# WORK REQUIRED:
Update the rows below by replacing every occurrence of "set a pin" with "place a pin" and leaving all other text unchanged. Omit the pictures from your answer.

[start of PROVIDED RECORDS]

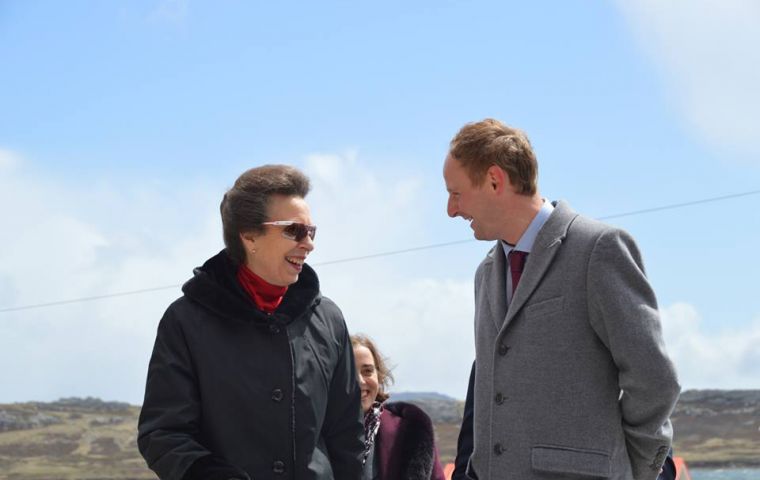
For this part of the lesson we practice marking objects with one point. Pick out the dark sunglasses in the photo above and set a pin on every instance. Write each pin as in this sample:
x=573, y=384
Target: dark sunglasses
x=294, y=230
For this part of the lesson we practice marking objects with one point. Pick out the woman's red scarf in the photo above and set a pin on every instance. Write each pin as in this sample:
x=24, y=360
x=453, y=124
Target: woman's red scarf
x=265, y=295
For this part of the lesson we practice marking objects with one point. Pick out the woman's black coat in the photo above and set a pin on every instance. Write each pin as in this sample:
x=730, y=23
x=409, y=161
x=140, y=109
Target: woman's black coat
x=235, y=393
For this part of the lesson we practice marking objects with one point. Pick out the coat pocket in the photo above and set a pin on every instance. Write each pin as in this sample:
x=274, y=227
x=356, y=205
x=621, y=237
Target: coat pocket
x=576, y=461
x=544, y=307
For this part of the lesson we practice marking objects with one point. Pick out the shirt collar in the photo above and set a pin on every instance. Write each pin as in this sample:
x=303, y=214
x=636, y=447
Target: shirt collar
x=525, y=244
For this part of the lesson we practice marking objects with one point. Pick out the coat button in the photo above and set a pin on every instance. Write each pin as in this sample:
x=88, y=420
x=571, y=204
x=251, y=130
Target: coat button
x=498, y=449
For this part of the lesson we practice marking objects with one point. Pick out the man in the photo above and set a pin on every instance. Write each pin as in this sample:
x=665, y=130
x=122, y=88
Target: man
x=571, y=376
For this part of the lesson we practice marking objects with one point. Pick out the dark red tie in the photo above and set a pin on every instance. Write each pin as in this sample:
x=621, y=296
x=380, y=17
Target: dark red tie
x=516, y=265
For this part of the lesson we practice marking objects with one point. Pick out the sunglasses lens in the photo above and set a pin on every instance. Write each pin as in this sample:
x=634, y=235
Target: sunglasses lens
x=299, y=231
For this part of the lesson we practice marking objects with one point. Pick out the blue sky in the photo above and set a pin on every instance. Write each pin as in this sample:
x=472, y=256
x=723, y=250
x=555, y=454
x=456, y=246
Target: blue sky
x=122, y=124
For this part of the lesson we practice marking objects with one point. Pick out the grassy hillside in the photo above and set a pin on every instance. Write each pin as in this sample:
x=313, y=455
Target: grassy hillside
x=70, y=439
x=90, y=439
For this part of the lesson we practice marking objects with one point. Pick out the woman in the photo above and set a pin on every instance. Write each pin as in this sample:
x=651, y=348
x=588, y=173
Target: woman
x=252, y=374
x=399, y=442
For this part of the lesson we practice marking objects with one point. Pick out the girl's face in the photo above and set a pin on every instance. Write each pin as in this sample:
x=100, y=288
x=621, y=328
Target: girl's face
x=368, y=381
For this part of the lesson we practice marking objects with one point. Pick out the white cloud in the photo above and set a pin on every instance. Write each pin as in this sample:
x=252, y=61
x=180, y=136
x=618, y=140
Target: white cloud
x=726, y=359
x=708, y=53
x=61, y=242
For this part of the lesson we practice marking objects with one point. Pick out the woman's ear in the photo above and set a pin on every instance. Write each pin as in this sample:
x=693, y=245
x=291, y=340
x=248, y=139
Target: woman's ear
x=249, y=241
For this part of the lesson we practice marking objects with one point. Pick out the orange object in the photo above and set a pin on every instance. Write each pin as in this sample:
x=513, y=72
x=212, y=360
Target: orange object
x=448, y=469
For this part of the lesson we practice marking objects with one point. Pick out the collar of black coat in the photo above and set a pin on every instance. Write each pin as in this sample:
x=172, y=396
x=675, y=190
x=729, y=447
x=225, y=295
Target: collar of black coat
x=215, y=287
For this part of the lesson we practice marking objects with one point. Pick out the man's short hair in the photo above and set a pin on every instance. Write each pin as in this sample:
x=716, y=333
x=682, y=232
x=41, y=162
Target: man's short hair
x=245, y=206
x=479, y=145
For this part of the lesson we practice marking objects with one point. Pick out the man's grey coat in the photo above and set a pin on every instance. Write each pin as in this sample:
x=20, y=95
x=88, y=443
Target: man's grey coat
x=572, y=380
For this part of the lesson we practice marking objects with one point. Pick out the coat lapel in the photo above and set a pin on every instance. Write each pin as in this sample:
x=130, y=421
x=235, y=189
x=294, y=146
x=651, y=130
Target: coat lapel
x=545, y=248
x=496, y=285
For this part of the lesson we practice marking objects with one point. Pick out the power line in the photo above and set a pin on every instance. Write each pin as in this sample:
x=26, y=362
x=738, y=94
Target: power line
x=381, y=254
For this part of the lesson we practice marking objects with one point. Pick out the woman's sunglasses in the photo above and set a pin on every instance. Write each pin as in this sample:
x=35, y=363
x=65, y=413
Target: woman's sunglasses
x=294, y=230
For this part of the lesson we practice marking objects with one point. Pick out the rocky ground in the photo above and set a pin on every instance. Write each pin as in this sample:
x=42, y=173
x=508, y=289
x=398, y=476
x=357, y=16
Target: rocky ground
x=91, y=439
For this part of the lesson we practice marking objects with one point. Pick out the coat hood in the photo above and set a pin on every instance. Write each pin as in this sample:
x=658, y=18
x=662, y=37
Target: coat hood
x=215, y=287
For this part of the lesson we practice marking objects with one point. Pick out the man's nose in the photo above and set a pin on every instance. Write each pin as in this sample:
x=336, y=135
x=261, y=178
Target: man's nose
x=307, y=244
x=451, y=207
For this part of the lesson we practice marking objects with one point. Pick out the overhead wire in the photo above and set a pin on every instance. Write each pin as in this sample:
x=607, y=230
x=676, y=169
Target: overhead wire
x=378, y=255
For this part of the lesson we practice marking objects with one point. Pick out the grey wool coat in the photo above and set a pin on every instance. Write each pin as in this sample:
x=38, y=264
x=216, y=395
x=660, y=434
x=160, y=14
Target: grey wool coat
x=572, y=380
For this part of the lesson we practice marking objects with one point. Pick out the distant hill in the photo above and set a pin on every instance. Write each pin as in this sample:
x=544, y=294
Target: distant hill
x=87, y=438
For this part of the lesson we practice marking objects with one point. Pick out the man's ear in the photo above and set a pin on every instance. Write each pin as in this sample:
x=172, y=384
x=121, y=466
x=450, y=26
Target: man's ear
x=497, y=179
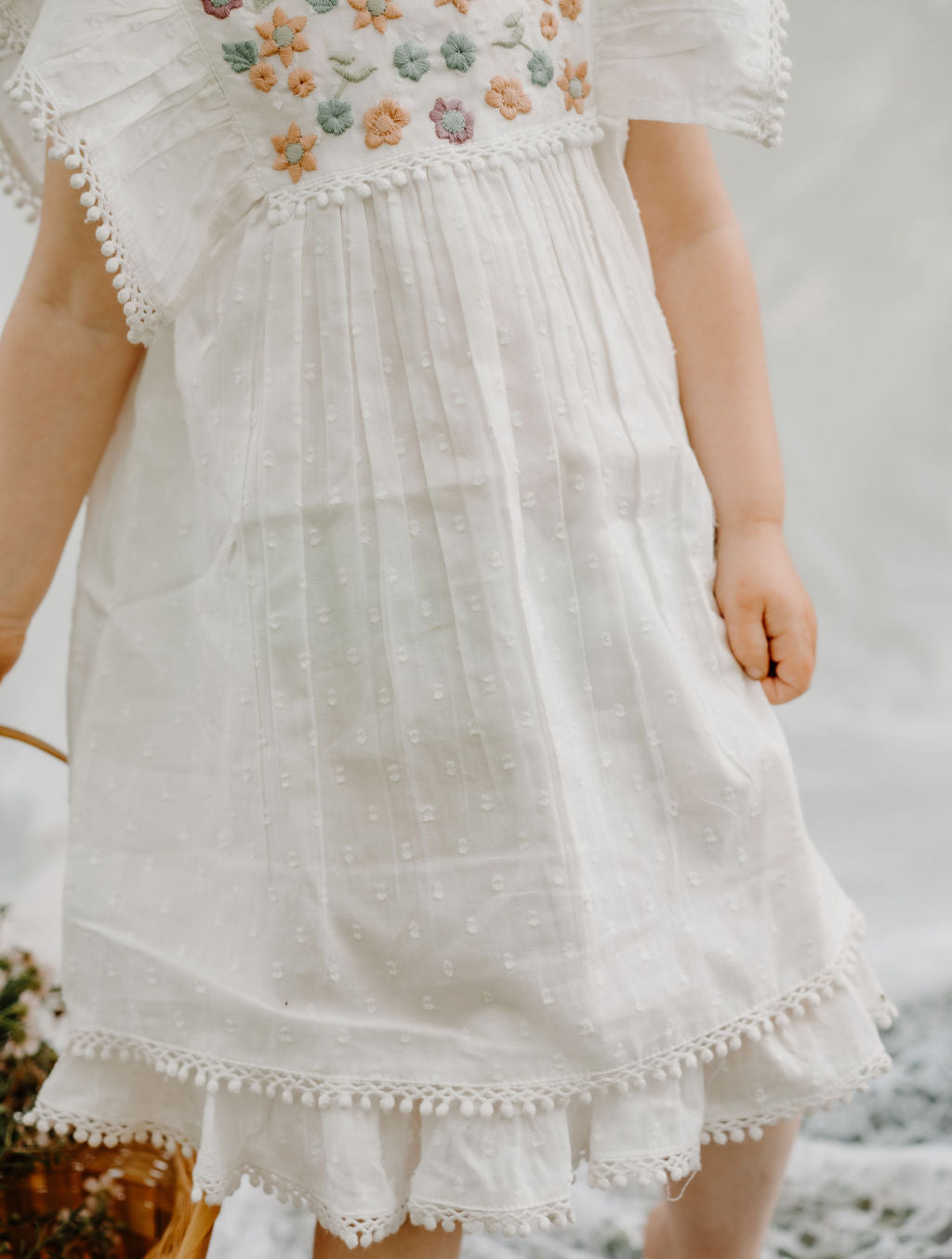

[end of PROVIDED RECORDS]

# WRITTEN SOLUTION:
For this part of the lesson we practice marking objects with one point. Pick out the dark sunglasses in the photo above and place a pin on every instance. Write each pin as in this sample:
x=573, y=384
Target: dark sunglasses
x=294, y=230
For this part of the lesson we practice marking objects with one point. Pick out the woman's red scarf in the photo above and place a pin on every instance. Write each pin as in this sample:
x=24, y=360
x=453, y=124
Target: woman's red scarf
x=265, y=295
For this part of the lesson we practice marking objects with one point. Pick out the woman's black coat in the photo above and place a pin on every instance. Write each pin as in this sample:
x=730, y=23
x=409, y=161
x=140, y=109
Target: woman's black coat
x=235, y=393
For this part of the lesson we practice marking objects with one point. Pick out the coat pocket in the photo above and place a pin on every instance. Write each pin as in this sample:
x=274, y=227
x=356, y=205
x=621, y=237
Target: coat pocket
x=576, y=461
x=544, y=307
For this part of the lesson we practice marking objects with one point. Pick out the shirt collar in the photo above and place a pin on every instance. Write each pin as in this sample:
x=303, y=214
x=636, y=447
Target: shirt collar
x=525, y=244
For this part of the lesson we practice marking objects with one point. Pick out the coat button in the photo above and place a pin on every instance. Write each pin as in this sample:
x=88, y=420
x=571, y=204
x=251, y=130
Target: coat button
x=498, y=449
For this part of the lesson we practice marking objects with one point. Pick out the man in the photo above and place a pin on every instance. Write each pin as in this sample:
x=665, y=130
x=122, y=88
Target: man
x=571, y=376
For this part of the lesson we practice marking objects with one point. Pick out the dark red tie in the photo above and place a pin on every instance. Write each pin as in this sample:
x=621, y=296
x=380, y=17
Target: dark red tie
x=516, y=265
For this part of the lesson we practice marking objects with one point. Pick out the sunglasses lens in the photo above and place a pin on every instance. Write each pin as in this sample:
x=634, y=235
Target: sunglasses lens
x=299, y=231
For this part of the lesson we practice marking objects with one point. Pick out the blue sky in the photo above and place a pin on every instance. Write each pin as in this sample:
x=472, y=256
x=723, y=250
x=555, y=454
x=456, y=246
Target: blue sky
x=122, y=124
For this part of the lesson we practice marking objects with one point. Pick out the grassy hillside in the photo above and place a pin on every instance. Write each pin as in this sample:
x=313, y=455
Target: grassy hillside
x=70, y=439
x=90, y=439
For this part of the lesson we practice marking objects with one point. Pick out the woman in the photo above and place a pin on every instance. Write each pin as in this sample:
x=651, y=348
x=588, y=173
Target: woman
x=252, y=374
x=399, y=442
For this part of the lesson we practice marking objects with one point. Pick out the girl's face in the photo above and place a pin on every instance. Write each pin as in this sample:
x=100, y=288
x=621, y=328
Target: girl's face
x=368, y=381
For this part of the lesson we practice marking objects with one point. Pick out the white cloud in the photo above and place a pin on every instance. Write each pin as in this sample:
x=252, y=61
x=180, y=136
x=618, y=140
Target: white cloud
x=726, y=359
x=708, y=53
x=61, y=242
For this part of the lesson we practice marking objects with one point. Pick out the woman's ear in the photo above and place a pin on every instance. Write each pin as in this sample:
x=693, y=245
x=291, y=340
x=248, y=139
Target: woman's ear
x=249, y=241
For this part of the lesson we practice marking objects with one point. Pick out the orange object in the photo above and place a pin on every instance. Write each pin as in this sample:
x=513, y=72
x=212, y=360
Target: orange object
x=448, y=469
For this part of the lesson we practice marking objects with one point. Pick out the collar of black coat in the photo above and place a pin on every instance. Write each pin as in this sample:
x=172, y=396
x=675, y=190
x=729, y=447
x=225, y=295
Target: collar of black coat
x=215, y=287
For this part of the lesson we practice marking objects with one point. Pick out the man's short hair in the photo above and place a pin on every instance. Write each pin as in this sample:
x=716, y=333
x=682, y=232
x=41, y=162
Target: man's short hair
x=245, y=206
x=479, y=145
For this part of the lesson we practice marking objects with one point. Pick out the man's grey coat in the photo above and place a pin on every instance. Write each pin as in this sample:
x=20, y=95
x=88, y=443
Target: man's grey coat
x=572, y=380
For this part of the lesson we practice marking objects with one point. Pick out the coat lapel in the photo above and place a pin on every instance. Write each pin as in this sample:
x=130, y=421
x=235, y=189
x=294, y=146
x=651, y=130
Target: coat lapel
x=545, y=248
x=496, y=285
For this part of the lesson we practice marking objects with one point. Pick out the power line in the photo above and place a pin on every instance. Write each pin as in this sample:
x=26, y=362
x=738, y=94
Target: power line
x=381, y=254
For this part of the lesson we practice marking objects with one point. Pick out the woman's sunglasses in the photo above and place a pin on every instance. Write each pin as in this sample:
x=35, y=363
x=65, y=413
Target: woman's sunglasses
x=294, y=230
For this part of the lesson we practice marking objects with one point. Pick out the rocky ground in the photo above and place a pin on every instance. Write each pin as in this sample:
x=42, y=173
x=508, y=289
x=398, y=476
x=357, y=16
Target: rocky ground
x=91, y=439
For this part of the lesson we practice marking objects with one point. Pick out the coat hood in the photo above and place a pin on every instance. Write each pin as in this sample:
x=658, y=18
x=662, y=37
Target: coat hood
x=215, y=287
For this part of the lesson we practice marking objects with one point. Pick out the man's nose in the photo above and place a pin on every instance. Write each pin as in this sample:
x=336, y=135
x=261, y=178
Target: man's nose
x=307, y=244
x=451, y=207
For this part of the lesson we practice marking objects with one point. Pick out the overhead wire in the photo above and place a pin on every instance. Write each pin as in this sample:
x=607, y=230
x=676, y=169
Target: overhead wire
x=378, y=255
For this part of the lesson we practice marking objects with one point. Pick out the grey wool coat in the photo above and place a pin on every instance. Write each pin as in this sample:
x=38, y=264
x=216, y=395
x=660, y=434
x=160, y=14
Target: grey wool coat
x=572, y=380
For this part of the lesson we practice marking objects with one point. Pick out the distant hill in the photo above and place a pin on every instance. Write each pin as in this sample:
x=544, y=294
Target: distant hill
x=87, y=438
For this part of the lesson we practice marking objects with one point. Pick out the man's ear in the photo above and place a pin on every instance. Write each pin as in this sample:
x=172, y=384
x=121, y=466
x=450, y=26
Target: man's ear
x=497, y=179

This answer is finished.